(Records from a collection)
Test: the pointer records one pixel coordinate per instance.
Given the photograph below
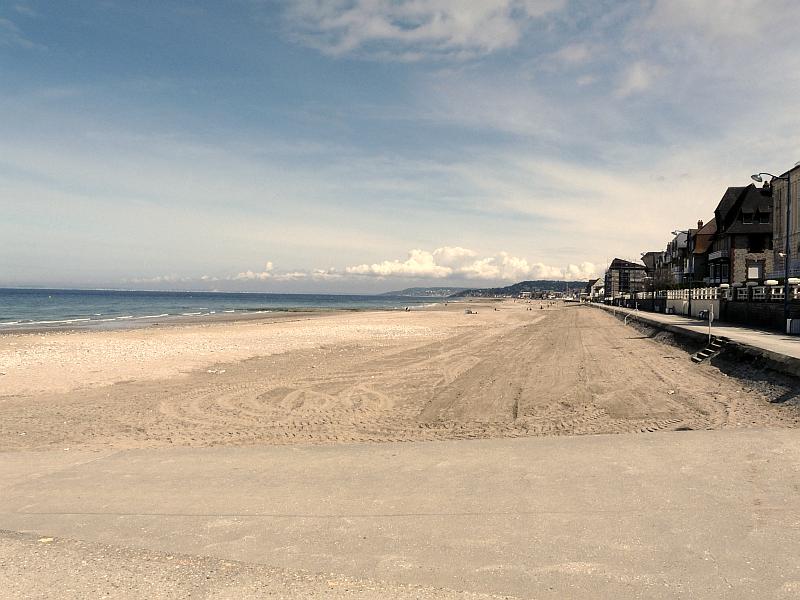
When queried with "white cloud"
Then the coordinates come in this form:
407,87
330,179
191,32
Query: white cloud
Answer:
637,78
465,264
419,263
574,54
267,273
413,29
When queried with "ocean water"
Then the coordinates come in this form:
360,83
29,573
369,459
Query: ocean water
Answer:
46,308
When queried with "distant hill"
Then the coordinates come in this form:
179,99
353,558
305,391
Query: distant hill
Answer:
539,285
437,292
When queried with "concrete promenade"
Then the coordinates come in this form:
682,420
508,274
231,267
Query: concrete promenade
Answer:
699,514
775,344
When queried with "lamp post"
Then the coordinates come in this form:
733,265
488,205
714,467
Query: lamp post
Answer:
757,177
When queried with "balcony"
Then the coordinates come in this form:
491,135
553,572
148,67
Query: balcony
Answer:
719,254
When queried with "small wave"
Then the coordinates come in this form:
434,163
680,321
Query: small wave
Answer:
60,322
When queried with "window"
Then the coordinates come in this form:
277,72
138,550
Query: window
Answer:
755,243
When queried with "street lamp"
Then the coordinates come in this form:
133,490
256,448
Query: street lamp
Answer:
757,177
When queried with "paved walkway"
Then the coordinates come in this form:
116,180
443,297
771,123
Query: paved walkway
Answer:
699,514
768,341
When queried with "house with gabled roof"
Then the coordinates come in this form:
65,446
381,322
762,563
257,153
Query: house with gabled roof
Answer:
624,277
741,248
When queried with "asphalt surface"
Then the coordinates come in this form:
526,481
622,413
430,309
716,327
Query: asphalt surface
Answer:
683,514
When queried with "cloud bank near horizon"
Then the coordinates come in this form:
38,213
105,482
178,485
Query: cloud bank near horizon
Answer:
448,263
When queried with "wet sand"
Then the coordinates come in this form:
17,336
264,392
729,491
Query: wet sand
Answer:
363,377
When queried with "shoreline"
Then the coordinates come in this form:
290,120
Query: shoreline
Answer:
133,322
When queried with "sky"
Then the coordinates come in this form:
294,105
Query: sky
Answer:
368,145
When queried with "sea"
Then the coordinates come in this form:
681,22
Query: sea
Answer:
60,308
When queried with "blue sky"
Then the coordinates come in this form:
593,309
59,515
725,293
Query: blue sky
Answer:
365,145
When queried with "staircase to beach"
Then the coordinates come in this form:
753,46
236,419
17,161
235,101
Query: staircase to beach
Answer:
716,346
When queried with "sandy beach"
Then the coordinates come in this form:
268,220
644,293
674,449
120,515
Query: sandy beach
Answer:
433,374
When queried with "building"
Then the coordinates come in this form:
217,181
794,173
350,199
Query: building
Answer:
741,249
779,225
624,277
673,259
593,290
698,247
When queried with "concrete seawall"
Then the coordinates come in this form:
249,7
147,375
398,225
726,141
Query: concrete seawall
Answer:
742,340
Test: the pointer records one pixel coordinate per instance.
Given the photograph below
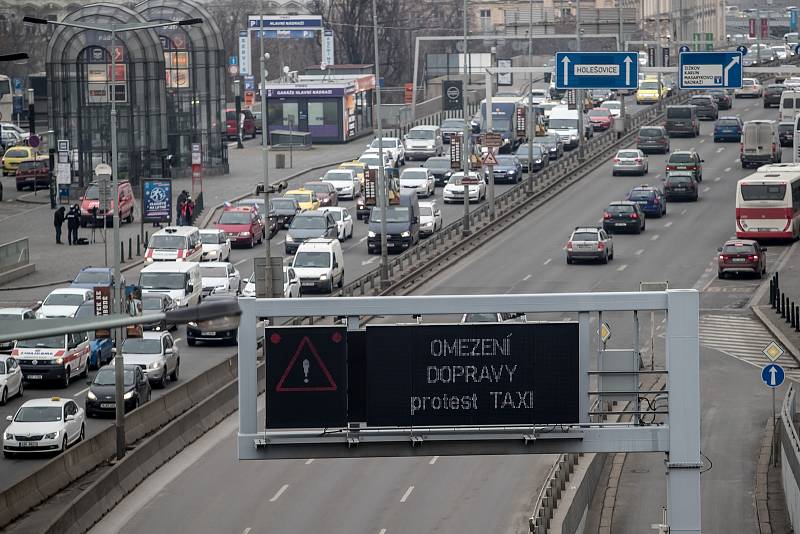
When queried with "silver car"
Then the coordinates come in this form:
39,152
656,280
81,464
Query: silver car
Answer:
630,161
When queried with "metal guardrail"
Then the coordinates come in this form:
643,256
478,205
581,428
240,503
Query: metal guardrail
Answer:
14,254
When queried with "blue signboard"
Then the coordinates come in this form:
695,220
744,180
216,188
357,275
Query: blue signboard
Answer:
597,70
157,201
710,70
772,375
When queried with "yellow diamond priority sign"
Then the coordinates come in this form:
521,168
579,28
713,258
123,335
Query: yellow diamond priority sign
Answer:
773,351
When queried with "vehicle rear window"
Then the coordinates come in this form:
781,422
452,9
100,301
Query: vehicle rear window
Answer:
584,236
763,191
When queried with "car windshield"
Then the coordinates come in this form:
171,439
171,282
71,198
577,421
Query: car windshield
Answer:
138,345
213,272
763,192
211,238
63,299
312,259
584,236
92,277
234,217
38,414
308,222
51,342
393,214
169,242
162,280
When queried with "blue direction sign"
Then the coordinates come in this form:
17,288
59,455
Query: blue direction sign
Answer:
772,375
597,70
710,70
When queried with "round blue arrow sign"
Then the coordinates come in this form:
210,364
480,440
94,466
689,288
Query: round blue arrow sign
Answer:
772,375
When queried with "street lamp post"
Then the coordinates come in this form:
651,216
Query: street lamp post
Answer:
117,303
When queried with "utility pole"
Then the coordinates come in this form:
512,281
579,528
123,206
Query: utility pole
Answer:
382,182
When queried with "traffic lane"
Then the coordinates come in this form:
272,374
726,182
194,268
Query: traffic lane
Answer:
194,361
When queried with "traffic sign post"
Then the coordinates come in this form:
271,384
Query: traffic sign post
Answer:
710,70
597,70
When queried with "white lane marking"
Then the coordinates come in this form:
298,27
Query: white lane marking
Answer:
280,492
404,498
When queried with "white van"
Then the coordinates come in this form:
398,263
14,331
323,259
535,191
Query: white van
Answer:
423,142
175,243
180,280
319,264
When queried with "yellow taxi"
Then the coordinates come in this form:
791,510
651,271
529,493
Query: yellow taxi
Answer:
650,91
14,156
306,198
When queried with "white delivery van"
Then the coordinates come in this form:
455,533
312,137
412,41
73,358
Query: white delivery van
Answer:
175,243
319,264
564,122
180,280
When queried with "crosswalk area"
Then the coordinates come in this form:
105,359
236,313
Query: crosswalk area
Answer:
743,338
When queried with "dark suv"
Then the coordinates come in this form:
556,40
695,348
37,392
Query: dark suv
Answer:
623,215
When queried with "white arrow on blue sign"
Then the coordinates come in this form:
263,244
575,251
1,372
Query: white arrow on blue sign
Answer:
710,70
772,375
597,70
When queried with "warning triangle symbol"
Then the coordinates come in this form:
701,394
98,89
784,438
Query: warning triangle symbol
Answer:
306,371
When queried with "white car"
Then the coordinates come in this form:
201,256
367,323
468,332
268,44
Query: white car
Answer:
291,284
345,181
419,179
157,355
219,277
63,302
454,190
344,221
44,425
10,378
430,218
394,146
216,245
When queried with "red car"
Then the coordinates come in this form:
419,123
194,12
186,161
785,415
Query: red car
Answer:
742,256
601,118
243,225
248,124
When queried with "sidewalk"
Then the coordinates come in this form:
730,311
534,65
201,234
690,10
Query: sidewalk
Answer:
55,263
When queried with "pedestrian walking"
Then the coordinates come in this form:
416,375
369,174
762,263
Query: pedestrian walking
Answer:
58,222
73,221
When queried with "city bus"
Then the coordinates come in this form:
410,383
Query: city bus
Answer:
768,203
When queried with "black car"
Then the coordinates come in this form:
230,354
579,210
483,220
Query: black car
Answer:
786,133
507,170
539,159
625,216
772,94
101,397
440,168
450,127
285,209
706,107
158,303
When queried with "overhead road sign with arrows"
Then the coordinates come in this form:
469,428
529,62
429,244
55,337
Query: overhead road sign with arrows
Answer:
597,70
710,70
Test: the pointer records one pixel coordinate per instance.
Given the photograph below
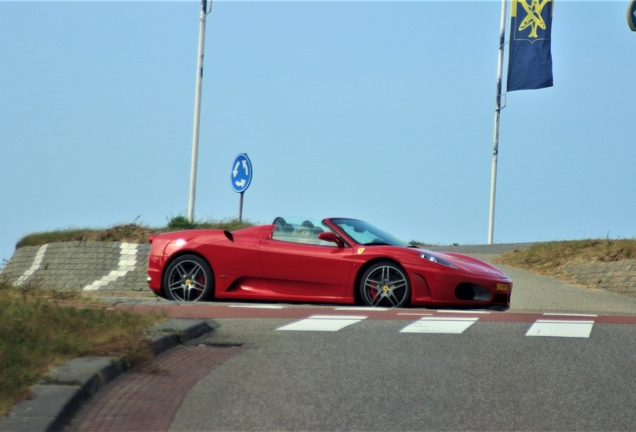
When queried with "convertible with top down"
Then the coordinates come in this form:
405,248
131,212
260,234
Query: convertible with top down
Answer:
334,260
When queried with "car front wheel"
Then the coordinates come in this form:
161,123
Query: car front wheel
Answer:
188,278
385,284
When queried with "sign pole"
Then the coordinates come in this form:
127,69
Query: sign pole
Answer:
241,207
495,152
197,112
631,15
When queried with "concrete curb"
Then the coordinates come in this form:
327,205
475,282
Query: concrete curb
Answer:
62,393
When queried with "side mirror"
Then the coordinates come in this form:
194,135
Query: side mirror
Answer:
330,237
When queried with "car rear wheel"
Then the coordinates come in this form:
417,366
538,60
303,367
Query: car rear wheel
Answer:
385,284
188,278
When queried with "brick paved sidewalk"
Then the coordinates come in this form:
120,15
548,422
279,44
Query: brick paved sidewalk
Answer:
147,401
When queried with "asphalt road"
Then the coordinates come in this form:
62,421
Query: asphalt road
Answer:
369,376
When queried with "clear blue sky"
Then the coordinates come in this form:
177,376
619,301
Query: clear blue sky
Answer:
381,111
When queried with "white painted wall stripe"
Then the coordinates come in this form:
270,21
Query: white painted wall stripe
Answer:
127,263
259,306
564,314
461,311
35,266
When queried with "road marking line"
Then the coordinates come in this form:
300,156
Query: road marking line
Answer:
440,325
566,314
323,323
561,328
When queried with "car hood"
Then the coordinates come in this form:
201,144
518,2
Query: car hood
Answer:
468,264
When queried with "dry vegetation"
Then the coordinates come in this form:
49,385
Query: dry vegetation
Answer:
548,258
41,328
130,233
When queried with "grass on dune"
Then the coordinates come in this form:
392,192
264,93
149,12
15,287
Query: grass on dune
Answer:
548,258
41,328
130,233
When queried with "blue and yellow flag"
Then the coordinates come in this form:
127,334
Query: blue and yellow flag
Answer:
530,61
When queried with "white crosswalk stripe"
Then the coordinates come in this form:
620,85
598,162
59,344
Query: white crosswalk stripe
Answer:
561,328
440,325
323,323
565,326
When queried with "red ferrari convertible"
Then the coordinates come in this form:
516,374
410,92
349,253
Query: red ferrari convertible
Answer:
335,260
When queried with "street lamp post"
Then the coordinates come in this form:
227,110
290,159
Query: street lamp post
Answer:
197,111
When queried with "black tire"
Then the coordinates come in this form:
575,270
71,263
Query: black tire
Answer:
385,284
188,278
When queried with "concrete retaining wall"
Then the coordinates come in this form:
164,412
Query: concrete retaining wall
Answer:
618,276
87,266
105,267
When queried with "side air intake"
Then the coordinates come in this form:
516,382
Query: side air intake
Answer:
468,291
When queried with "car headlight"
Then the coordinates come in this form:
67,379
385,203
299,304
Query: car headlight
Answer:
437,260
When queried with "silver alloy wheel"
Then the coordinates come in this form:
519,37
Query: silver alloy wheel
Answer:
187,281
385,285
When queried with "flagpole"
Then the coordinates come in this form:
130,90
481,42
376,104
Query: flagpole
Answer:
197,112
493,180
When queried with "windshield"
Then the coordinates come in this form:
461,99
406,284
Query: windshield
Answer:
366,234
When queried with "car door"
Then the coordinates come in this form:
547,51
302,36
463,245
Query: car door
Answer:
306,269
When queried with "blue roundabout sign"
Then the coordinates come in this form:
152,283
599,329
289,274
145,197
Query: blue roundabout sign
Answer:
241,173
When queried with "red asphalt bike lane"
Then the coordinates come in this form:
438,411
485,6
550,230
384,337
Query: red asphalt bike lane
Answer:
260,311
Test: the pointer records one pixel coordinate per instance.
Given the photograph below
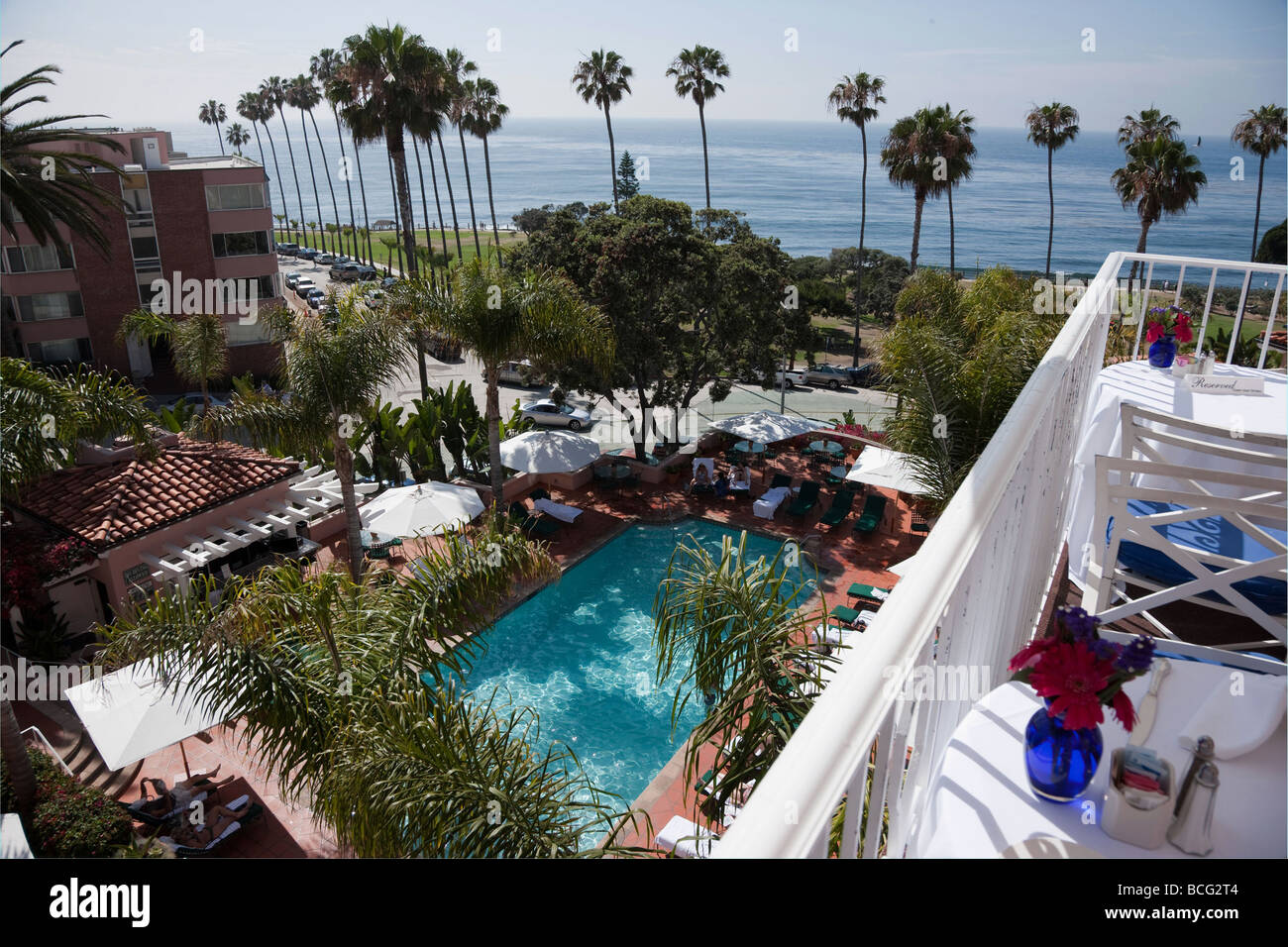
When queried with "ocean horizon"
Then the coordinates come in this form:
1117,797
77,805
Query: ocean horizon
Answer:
799,182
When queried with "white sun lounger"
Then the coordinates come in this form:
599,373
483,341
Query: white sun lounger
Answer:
687,839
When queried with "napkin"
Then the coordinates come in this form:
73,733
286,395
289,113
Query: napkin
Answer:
1239,723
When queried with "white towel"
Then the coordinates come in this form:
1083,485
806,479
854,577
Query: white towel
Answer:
1243,710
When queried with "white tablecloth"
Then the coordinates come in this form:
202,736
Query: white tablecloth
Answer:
1155,389
980,802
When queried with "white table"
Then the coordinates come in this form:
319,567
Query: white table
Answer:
1157,389
980,802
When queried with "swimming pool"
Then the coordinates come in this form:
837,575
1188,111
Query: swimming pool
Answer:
580,654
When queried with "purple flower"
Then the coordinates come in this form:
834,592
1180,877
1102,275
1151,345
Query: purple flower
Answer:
1136,656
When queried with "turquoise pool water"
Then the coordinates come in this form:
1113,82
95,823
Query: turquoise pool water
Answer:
581,655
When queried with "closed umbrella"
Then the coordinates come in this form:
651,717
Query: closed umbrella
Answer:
424,509
549,451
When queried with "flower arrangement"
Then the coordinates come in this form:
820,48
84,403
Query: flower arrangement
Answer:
1078,674
1173,320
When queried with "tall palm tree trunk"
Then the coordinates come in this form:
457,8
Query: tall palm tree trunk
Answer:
487,165
451,197
612,155
706,165
1256,221
438,205
313,176
858,272
469,191
290,151
348,187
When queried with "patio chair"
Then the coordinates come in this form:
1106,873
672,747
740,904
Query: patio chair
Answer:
838,510
871,517
805,500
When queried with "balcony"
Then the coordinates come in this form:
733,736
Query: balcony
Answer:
983,579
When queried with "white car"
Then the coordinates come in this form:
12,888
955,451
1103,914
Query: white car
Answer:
545,411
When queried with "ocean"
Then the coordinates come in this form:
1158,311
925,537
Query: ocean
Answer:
799,182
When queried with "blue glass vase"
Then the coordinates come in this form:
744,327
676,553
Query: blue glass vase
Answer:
1060,762
1162,354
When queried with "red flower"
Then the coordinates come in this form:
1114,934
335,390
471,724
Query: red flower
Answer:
1125,711
1072,676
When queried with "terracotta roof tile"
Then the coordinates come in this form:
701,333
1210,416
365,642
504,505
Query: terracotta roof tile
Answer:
107,504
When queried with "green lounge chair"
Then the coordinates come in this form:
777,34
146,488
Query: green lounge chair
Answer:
805,500
840,508
872,512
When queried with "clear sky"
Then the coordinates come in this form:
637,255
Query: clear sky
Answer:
1203,62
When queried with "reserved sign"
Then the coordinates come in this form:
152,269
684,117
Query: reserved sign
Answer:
1225,384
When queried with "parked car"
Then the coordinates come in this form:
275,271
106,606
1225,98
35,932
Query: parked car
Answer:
519,373
546,412
831,375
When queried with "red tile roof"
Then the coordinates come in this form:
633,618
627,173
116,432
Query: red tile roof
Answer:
107,504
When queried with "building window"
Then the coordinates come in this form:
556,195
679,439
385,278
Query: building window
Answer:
235,197
50,305
39,260
59,352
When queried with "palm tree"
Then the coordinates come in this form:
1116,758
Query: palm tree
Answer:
389,80
214,114
273,89
909,155
1160,176
197,344
854,98
237,136
321,669
334,371
503,316
304,95
323,67
456,68
47,415
695,71
603,78
1262,132
29,191
1051,128
484,114
958,147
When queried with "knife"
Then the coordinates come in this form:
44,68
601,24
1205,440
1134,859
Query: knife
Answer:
1147,709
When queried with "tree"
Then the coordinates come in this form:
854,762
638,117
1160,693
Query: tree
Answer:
502,316
854,99
46,187
483,115
237,137
627,184
956,360
695,72
1262,132
334,369
47,415
197,343
214,114
603,77
909,155
323,669
1051,127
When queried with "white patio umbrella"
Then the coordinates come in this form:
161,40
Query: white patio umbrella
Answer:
424,509
549,451
132,714
879,467
768,427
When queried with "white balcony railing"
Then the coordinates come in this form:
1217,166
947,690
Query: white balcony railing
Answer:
973,599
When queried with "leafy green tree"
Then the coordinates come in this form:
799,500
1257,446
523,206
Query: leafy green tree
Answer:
43,185
1051,127
1262,132
956,360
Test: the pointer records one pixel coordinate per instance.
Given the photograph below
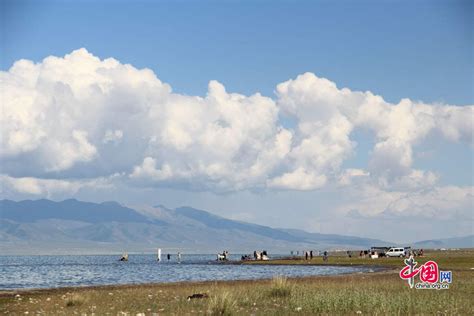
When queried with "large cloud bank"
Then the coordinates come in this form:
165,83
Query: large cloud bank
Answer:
77,121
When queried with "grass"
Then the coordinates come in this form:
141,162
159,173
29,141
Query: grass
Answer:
222,303
368,293
280,287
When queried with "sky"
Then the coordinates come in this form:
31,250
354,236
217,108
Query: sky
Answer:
329,116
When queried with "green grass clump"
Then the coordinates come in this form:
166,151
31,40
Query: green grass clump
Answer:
280,287
222,304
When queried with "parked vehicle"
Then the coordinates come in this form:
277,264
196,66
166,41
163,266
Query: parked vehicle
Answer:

Goal of the exercise: Filter the records above down to the lines that contain the word "swimming", and copy each of those lines. Case counts when matching.

Solution to this exercise:
When queried with "swimming pool"
Query: swimming pool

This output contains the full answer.